§ **Problems to solve**:
a) Update the forum thread about Project Digital Apocalypse Not Now by giving everything from "What is absurd" down to "no such thing." again, with "JavaScript monkey" replaced by "Python monkey".
b) In the forum thread about Project Digital Apocalypse Not Now, why is the code mentioned in the reply to ejolson an O(n^2) algorithm?
c) Decide whether each statement agrees with the forum thread about Project Digital Apocalypse Not Now. Answer yes or no for each, quoting the deciding words.
(i) The JS solution is described as only 3 or 4 times slower.
(ii) In ScriptBasic, arrays are said to be implemented as hash tables.
(iii) John_Spikowski's location is given as Anacortes, WA USA.

§ **Excerpted passage**:
User avatar
John_Spikowski
Posts: 1614
Joined: Wed Apr 03, 2019 5:53 pm
Location: Anacortes, WA USA
Contact: Website Twitter

Re: Project Digital Apocalypse Not Now

Fri Jul 26, 2019 1:13 pm

What is absurd is your belief that the JavaScript monkey can do unlimited tricks

Heater
Posts: 15950
Joined: Tue Jul 17, 2012 3:02 pm

Re: Project Digital Apocalypse Not Now

Fri Jul 26, 2019 1:32 pm

I believe no such thing.

Which is why my solution is also in C/C++.

Although it has to be noted that the JS solution is only 3 or 4 times slower. Which I find pretty amazing.
Memory in C++ is a leaky abstraction .

Heater
Posts: 15950
Joined: Tue Jul 17, 2012 3:02 pm

Re: Project Digital Apocalypse Not Now

Fri Jul 26, 2019 1:46 pm

ejolson,
If that is the same code as posted here, then it does not include the heap data structure and is consequently an O(n^2) algorithm.
I was thinking about that...

The user formerly known as "ScriptBasic" once intimated that in ScriptBasic, the language interpreter, arrays are not actually arrays. They are implemented as linked lists.

§ **Source data**:
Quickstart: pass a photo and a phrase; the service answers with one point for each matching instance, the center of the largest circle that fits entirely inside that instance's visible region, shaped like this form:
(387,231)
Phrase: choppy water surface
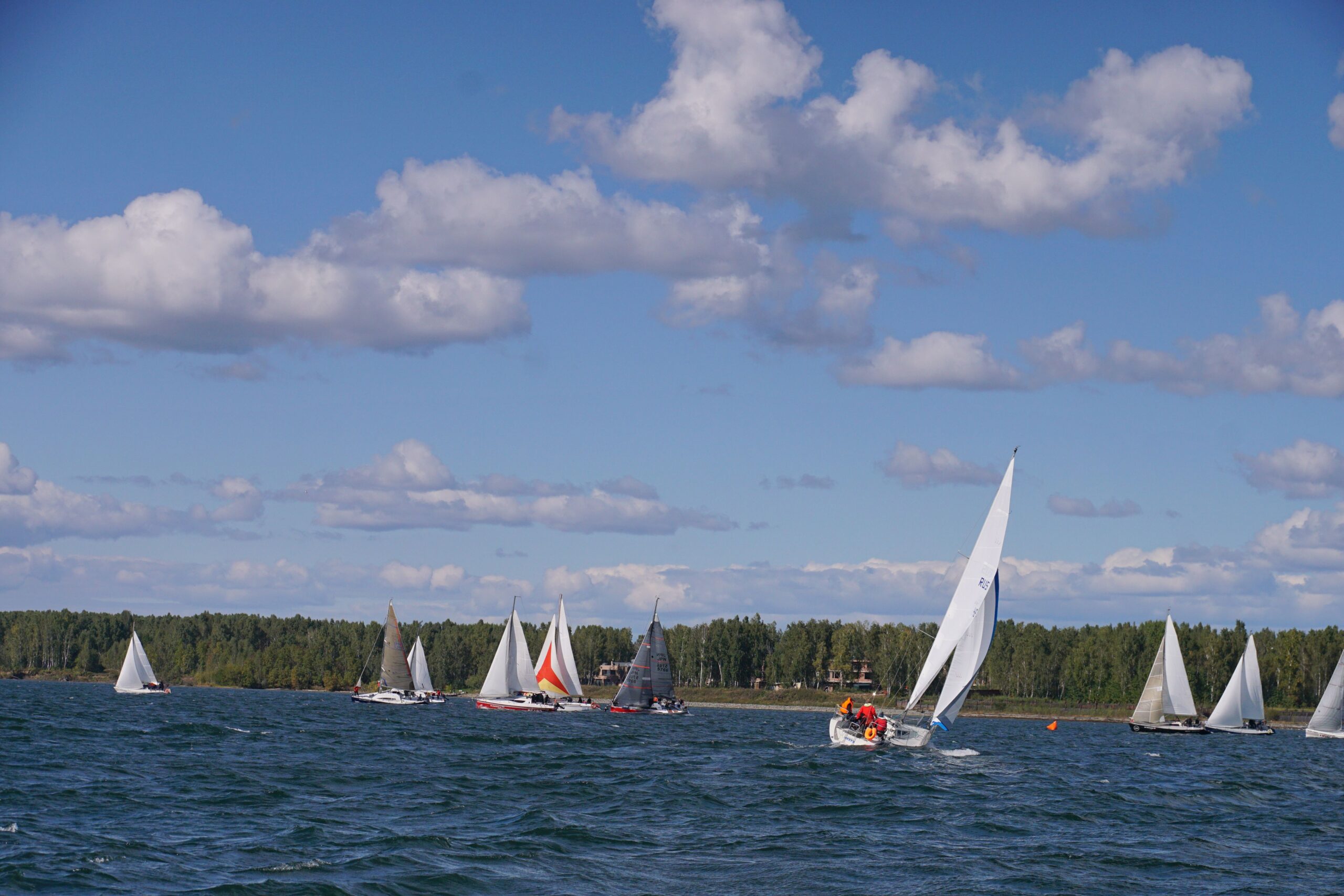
(232,792)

§ **Answers for the exercise**:
a)
What is absurd is your belief that the Python monkey can do unlimited tricks

Heater
Posts: 15950
Joined: Tue Jul 17, 2012 3:02 pm

Re: Project Digital Apocalypse Not Now

Fri Jul 26, 2019 1:32 pm

I believe no such thing.

b) If it is the same code as posted earlier, it does not include the heap data structure. That is why it is an O(n^2) algorithm.

c)
(i) Yes: "the JS solution is only 3 or 4 times slower."
(ii) No: "They are implemented as linked lists."
(iii) Yes: "Location: Anacortes, WA USA"